## Start PASSAGE

Introduction

Sometime ago, I wanted to analyse the lyrics in the Billboard Hot 100 over multiple years but never really knew what I wanted to actually look at. Recently, I scraped lyric data from a few websites to compile a complete set of lyrics from 1951 to 2015 and will look at average unique words through the years, although early years had ~30 songs. This has also let me play around with a few text mining packages, tm and SnowballC, although the later didn’t really use for this.

Most of the work for this was scraping and formatting the lyrics into a consistent format but that will not be shown here. The Billboard Hot 100 artist and song name was gathered from Wikipedia for years 1951-2015 and lyrics from various sources.

A Look at the Data

First, import the libraries to be used:

library(tm)
library(knitr)
library(ggplot2)
library(wordcloud)

Setup

What we want to do is read each lyric and store it as a PlainTextDocument object to be used with tm. From that, the data can be cleaned and extracted for analysis.

# Data was part of a data frame before hand and was read in already
doc.vec <- VectorSource(top100$lyrics)
doc.corp <- Corpus(doc.vec)

First step is to set everything to lowercase:

doc.corp <- tm_map(doc.corp, content_transformer(tolower))

One issue that may be encountered is common words such as “you”, “a”, “the”, and such might want to be removed. A list of common words in english can be found using stopwords(“en”). Though, this can be done like before:

#doc.corp <- tm_map(doc.corp, removeWords, stopwords("en"))

Now, remove all the remove punctuations.

doc.corp <- tm_map(doc.corp, removePunctuation)

Removing all common words may not be what we want since words like “you” and “me” can define the song. By removing punctuation, the removed words should also have punctuation removed as well. With this, some common words can be removed:

doc.corp <- tm_map(doc.corp, removeWords, c("to","too", "i", "its","ill", "im", "a", "an", "and", "at", "are","on", "be", "the", "that", "for"))

Next part is to strip extra white space:

doc.corp <- tm_map(doc.corp, stripWhitespace)

Now to create a Document Term Matrix which will be used for analysis.

dtm <- DocumentTermMatrix(doc.corp)

This now provides us with a basis to examin the lyrics with.

It is VERY IMPORTANT to note that the minimum word length is set to 3 by default. To change it, the call would be DocumentTermMatrix(doc.corp, control=list(wordLengths=c(1,Inf)) ), where 1 can be replaced with any minimum length.

There is much more that could of been done, such as stemming using the SnowballC package to remove affixes like “ing”, “ies”, and such from words to get at a root word. As well, could try to remove all common words provided by the stopwords(“en”) function.

## End PASSAGE
## Start DATA FOR THE TASK

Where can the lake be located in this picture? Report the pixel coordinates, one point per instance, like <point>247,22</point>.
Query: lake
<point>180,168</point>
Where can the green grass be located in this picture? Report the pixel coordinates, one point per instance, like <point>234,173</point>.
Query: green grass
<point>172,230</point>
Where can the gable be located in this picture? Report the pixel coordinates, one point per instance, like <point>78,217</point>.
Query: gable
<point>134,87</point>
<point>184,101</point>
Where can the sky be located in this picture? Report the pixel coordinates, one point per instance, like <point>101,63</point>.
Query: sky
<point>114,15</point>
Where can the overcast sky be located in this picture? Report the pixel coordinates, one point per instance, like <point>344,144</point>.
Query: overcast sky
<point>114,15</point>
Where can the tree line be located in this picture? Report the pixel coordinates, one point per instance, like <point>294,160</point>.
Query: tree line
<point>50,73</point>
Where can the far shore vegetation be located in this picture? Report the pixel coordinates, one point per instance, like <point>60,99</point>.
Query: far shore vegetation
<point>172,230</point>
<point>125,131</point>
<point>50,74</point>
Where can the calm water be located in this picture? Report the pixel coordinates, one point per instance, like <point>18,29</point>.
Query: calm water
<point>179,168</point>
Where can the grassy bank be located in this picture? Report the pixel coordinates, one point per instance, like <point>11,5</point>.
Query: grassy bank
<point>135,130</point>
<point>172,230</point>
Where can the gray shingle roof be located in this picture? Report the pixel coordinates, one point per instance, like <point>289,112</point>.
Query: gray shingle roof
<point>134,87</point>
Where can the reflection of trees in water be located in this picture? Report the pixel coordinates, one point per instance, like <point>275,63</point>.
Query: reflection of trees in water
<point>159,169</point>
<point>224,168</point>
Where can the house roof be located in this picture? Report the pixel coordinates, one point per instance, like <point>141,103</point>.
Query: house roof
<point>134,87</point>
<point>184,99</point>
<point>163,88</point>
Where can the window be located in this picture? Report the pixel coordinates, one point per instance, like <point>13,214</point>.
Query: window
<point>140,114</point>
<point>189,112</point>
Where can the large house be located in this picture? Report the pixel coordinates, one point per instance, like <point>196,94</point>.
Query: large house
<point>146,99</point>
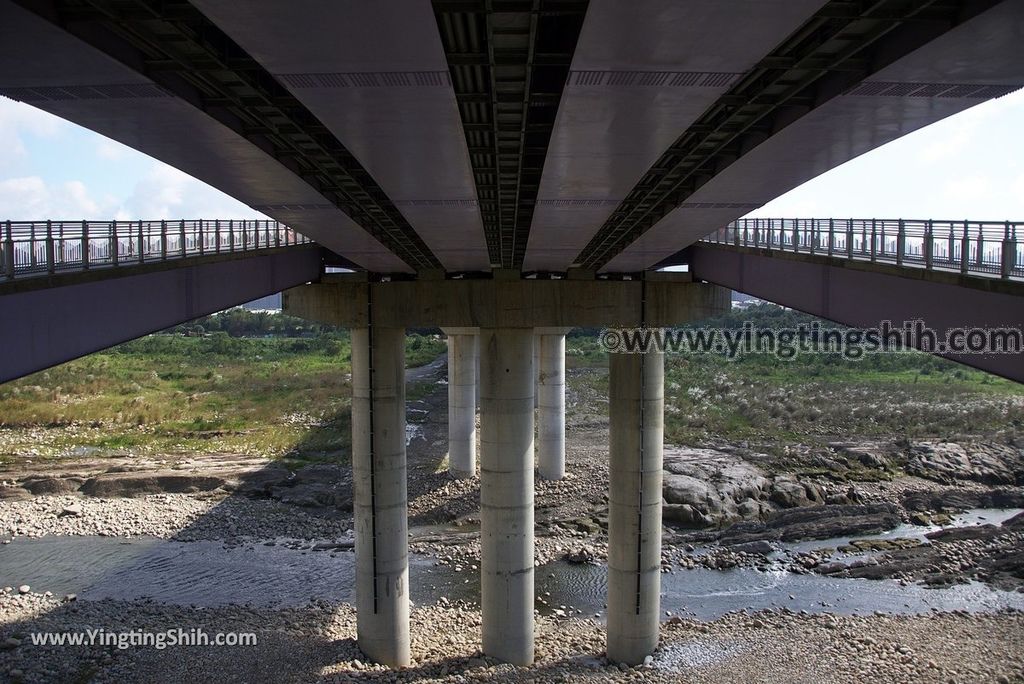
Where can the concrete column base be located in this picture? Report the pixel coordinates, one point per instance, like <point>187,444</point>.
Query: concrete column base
<point>507,494</point>
<point>462,400</point>
<point>380,495</point>
<point>551,402</point>
<point>636,411</point>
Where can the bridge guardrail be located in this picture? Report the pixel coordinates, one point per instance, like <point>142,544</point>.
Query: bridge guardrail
<point>977,248</point>
<point>40,248</point>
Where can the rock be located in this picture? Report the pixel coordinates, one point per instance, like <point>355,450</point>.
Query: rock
<point>760,547</point>
<point>52,485</point>
<point>920,518</point>
<point>581,555</point>
<point>117,484</point>
<point>816,522</point>
<point>73,510</point>
<point>949,462</point>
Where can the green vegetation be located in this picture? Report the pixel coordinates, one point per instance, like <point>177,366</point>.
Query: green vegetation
<point>271,385</point>
<point>813,398</point>
<point>287,394</point>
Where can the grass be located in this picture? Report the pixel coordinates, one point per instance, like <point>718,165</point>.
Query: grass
<point>288,396</point>
<point>814,398</point>
<point>278,397</point>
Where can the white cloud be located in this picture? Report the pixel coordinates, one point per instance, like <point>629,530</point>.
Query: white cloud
<point>969,188</point>
<point>17,119</point>
<point>31,199</point>
<point>112,150</point>
<point>165,193</point>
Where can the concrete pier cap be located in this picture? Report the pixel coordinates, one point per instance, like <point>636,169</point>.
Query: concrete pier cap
<point>463,392</point>
<point>493,325</point>
<point>551,401</point>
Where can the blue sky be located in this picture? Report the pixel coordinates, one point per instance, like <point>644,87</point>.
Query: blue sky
<point>967,166</point>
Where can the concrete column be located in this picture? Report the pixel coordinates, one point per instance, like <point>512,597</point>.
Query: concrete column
<point>380,496</point>
<point>636,412</point>
<point>551,402</point>
<point>462,400</point>
<point>507,494</point>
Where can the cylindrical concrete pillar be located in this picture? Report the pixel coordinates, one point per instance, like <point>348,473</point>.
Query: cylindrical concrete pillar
<point>507,494</point>
<point>462,400</point>
<point>380,495</point>
<point>551,402</point>
<point>636,426</point>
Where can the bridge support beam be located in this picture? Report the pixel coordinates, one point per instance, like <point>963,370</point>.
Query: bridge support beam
<point>380,494</point>
<point>507,493</point>
<point>636,409</point>
<point>551,402</point>
<point>463,389</point>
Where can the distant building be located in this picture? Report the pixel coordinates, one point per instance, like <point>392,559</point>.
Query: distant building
<point>268,303</point>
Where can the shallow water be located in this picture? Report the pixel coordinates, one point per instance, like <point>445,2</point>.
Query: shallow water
<point>208,573</point>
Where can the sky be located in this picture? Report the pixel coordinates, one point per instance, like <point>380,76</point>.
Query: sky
<point>967,166</point>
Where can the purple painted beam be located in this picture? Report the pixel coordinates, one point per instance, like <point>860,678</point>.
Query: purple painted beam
<point>859,295</point>
<point>48,326</point>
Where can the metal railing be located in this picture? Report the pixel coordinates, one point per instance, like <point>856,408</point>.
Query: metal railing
<point>978,248</point>
<point>40,248</point>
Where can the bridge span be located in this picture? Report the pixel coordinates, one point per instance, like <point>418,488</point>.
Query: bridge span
<point>505,169</point>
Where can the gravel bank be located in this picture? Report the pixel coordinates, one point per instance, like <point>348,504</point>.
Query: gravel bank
<point>316,643</point>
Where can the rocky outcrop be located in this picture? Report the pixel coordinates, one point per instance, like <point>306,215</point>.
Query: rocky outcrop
<point>953,500</point>
<point>950,462</point>
<point>815,523</point>
<point>706,487</point>
<point>326,485</point>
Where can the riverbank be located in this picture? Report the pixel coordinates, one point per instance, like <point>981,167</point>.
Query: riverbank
<point>316,642</point>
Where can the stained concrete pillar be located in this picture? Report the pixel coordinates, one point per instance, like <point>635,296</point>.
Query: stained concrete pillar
<point>636,411</point>
<point>462,400</point>
<point>507,494</point>
<point>551,402</point>
<point>380,495</point>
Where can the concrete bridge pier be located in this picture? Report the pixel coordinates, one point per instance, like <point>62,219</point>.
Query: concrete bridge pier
<point>463,361</point>
<point>380,494</point>
<point>507,493</point>
<point>551,402</point>
<point>636,411</point>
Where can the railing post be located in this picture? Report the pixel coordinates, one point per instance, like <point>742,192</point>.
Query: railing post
<point>32,246</point>
<point>8,251</point>
<point>929,246</point>
<point>85,246</point>
<point>1009,251</point>
<point>965,248</point>
<point>900,242</point>
<point>141,244</point>
<point>980,263</point>
<point>875,239</point>
<point>49,247</point>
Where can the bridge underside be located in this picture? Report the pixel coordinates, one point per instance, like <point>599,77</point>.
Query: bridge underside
<point>863,295</point>
<point>84,312</point>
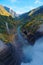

## End DATA FOR THE TASK

▶ _SET OF TASKS_:
A. According to the lyrics analysis page, what is the default minimum word length in a Document Term Matrix?
B. In the records, retype the lines running from the line with "Where can the overcast" to the line with "<point>189,112</point>", including both of those lines.

▶ _RESULTS FOR THE EXERCISE_:
A. The default minimum word length is 3.

B.
Where can the overcast sky be located in this picture? Report the pixel coordinates, one point per instance, like <point>344,144</point>.
Query: overcast sky
<point>114,15</point>
Where can the tree line be located in this picture? Report the pixel coordinates, one point per instance, like <point>294,160</point>.
Query: tree line
<point>50,73</point>
Where can the far shore vegetation be located in this picture? Report the pixel coordinates, one point per instance, like <point>60,99</point>.
Query: far shore vegetation
<point>172,230</point>
<point>125,131</point>
<point>50,74</point>
Where can the calm water be located in this picture? Report the pixel coordinates, one point per instance, like <point>18,29</point>.
Query: calm water
<point>179,168</point>
Where can the grassy bank be located in this picture? Report the pixel coordinates, one point per instance, like <point>11,5</point>.
Query: grassy bank
<point>135,130</point>
<point>172,230</point>
Where can the gray shingle roof be located in this picture? Report the pixel coordinates, one point per instance, like <point>289,112</point>.
Query: gray shingle roof
<point>134,87</point>
Where can the reflection of trees in water be located in this picture? Report the pixel coordinates, one point per instance, like <point>275,63</point>.
Query: reflection of trees in water
<point>159,169</point>
<point>224,168</point>
Where can the house roof be located in this picture? Report the pixel coordinates, one point per instance, like <point>141,103</point>.
Query: house roof
<point>134,87</point>
<point>184,99</point>
<point>163,88</point>
Where can the window be located in this picture? Report the pixel coordinates, one point per instance, like <point>13,214</point>.
Query: window
<point>140,114</point>
<point>189,112</point>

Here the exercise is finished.